Given passage:
------------

In the modern world, many people have a hard time understanding why anyone would give up some of his or her individual freedom to accommodate someone else or to pursue a specific goal, Carriquiry said.

"But freedom does not mean breaking every bond," he said. "My ties to my friends, my family and my community help me exercise my freedom in a way that recognizes I am dependent on God."

Several of the movements have been accused of forcing members to confess their sins in public, a practice all of the groups say is misunderstood.

Many of them have adopted practices based on the monastic tradition - called "emendatio" - of periodically acknowledging one's faults and shortcomings in a gathering of the community.

But it is not sacramental confession, and group leaders are obliged to exercise control to ensure that the practice - meant to encourage humility, to recognize that everyone struggles to live holy lives and to provide support - does not lead to humiliation, a violation of privacy or scandal.

Members of the personal prelature of Opus Dei - lay people and priests - generally have an opportunity for the "emendatio" once each week.

Msgr. Joaquin Llobell, an Opus Dei priest and professor of canon law, said the practice always must be voluntary and must never be exaggerated.

"Humility and sincerity are one thing, but they cannot be allowed to be separated from common sense," he said.

An individual confession of sins to a priest with a guarantee of secrecy and the possibility of anonymity "is the church's preference" for the sacrament, he said.

The Opus Dei "emendatio," he said, does not take the place of sacramental confession, which members are encouraged to seek once every week.

The things shared in the small groups are not sins, he said, but struggles and failures.

"For example, I may say, 'This week I never managed to say my afternoon prayers on time. I'm so disorganized. Please pray for me.' But I do not recount those sins which belong in a confessional," he said.

Msgr. Llobell said he would not recommend the practice to any group that includes children or teenagers and, he said, it is imperative that the group leader be mature and prepared. "There is a risk that sharing spirals out of control with a recounting of more and more serious things, things that should be kept private," he said.

The moderator also must ensure that no one feels forced to share. Although the practice has long been part of the weekly Opus Dei gatherings, no one is forced to share and many do not, the Spanish monsignor said.

"In my community, some people have not shared in 20 years - especially the Anglo-Saxons. We Latins are so much more open," he said. "As a part of the church, we are like a family, and like a family, we share many things. But there are some things you just don't share with the whole family."

Measures to ensure that group sharing did not become group confession were written into the Neocatechumenal Way's statutes, which were approved by the Vatican in 2002.

The Way, as it is known, does not consider itself a lay movement, but rather a parish-based process of faith formation. The statutes said that the members periodically celebrate the sacrament of penance "according to the rite of reconciliation for several penitents with individual confession and absolution."

As for the group sharing, the statutes said, "people share freely the experience of what God's grace is accomplishing in their life and the difficulties which may have occurred are expressed, respecting the freedom of a person's conscience."

Giuseppe Gennarini, responsible for the Neocatechumenal communities in the United States, told CNS that participants "confess only to a priest." The group sharing, he said, is not sacramental but rather serves to build community and provide support.

Gennarini said that sometimes visitors, who do not know the history of an individual group, have been shocked at what they heard people sharing.

"I have been involved in a community for almost 35 years, and naturally we share the experiences of our lives. The members of the group are very dear friends," he said. "What is appropriate to share after 10 years together might not be appropriate after just 10 weeks."

But in every group the sharing is voluntary, he said. "There is no gun pointed at anyone's head."

------------

Source data:

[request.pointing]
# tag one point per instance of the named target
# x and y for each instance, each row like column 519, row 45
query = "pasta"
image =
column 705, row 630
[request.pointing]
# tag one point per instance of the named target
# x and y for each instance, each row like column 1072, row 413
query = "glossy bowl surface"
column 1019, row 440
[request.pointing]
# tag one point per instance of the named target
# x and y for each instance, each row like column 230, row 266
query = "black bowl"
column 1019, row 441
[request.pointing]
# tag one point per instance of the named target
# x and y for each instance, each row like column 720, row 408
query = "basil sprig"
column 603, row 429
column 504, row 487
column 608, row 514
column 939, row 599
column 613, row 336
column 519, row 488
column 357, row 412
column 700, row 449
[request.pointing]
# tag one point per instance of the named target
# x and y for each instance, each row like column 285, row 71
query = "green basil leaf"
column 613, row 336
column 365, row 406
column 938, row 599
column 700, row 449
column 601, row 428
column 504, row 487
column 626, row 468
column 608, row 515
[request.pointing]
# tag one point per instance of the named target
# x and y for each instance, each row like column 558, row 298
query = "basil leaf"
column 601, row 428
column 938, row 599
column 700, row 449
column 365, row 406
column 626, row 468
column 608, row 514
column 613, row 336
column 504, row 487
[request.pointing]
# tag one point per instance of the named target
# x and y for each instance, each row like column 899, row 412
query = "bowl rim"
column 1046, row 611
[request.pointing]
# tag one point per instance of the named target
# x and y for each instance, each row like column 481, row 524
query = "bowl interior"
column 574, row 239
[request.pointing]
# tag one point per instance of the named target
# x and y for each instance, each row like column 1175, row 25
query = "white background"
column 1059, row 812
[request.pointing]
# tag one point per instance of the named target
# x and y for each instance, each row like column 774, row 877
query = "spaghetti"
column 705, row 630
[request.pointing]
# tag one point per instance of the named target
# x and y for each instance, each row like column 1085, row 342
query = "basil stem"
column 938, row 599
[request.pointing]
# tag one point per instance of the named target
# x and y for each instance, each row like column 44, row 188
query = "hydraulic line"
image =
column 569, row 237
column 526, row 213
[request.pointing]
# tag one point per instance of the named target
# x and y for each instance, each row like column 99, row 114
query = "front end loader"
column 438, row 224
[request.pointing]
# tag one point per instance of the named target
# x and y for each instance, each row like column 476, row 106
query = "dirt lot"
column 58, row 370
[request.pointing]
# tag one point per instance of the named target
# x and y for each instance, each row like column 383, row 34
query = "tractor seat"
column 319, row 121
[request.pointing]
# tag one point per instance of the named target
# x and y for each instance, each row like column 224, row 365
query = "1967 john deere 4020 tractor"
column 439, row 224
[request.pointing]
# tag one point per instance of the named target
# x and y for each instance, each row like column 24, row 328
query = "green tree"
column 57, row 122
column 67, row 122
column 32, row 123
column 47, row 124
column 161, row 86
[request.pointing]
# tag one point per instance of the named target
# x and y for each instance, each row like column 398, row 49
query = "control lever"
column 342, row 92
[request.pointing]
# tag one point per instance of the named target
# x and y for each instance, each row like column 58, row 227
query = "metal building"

------------

Questions:
a: According to the article on group sharing, in what year did the Vatican approve the Neocatechumenal Way's statutes?
b: Transcribe the part of the article on group sharing starting with "Msgr. Joaquin Llobell, an" and going on through "sacrament, he said.".
Rely only on the article on group sharing when responding.

Solution set:
a: 2002

b:
Msgr. Joaquin Llobell, an Opus Dei priest and professor of canon law, said the practice always must be voluntary and must never be exaggerated.

"Humility and sincerity are one thing, but they cannot be allowed to be separated from common sense," he said.

An individual confession of sins to a priest with a guarantee of secrecy and the possibility of anonymity "is the church's preference" for the sacrament, he said.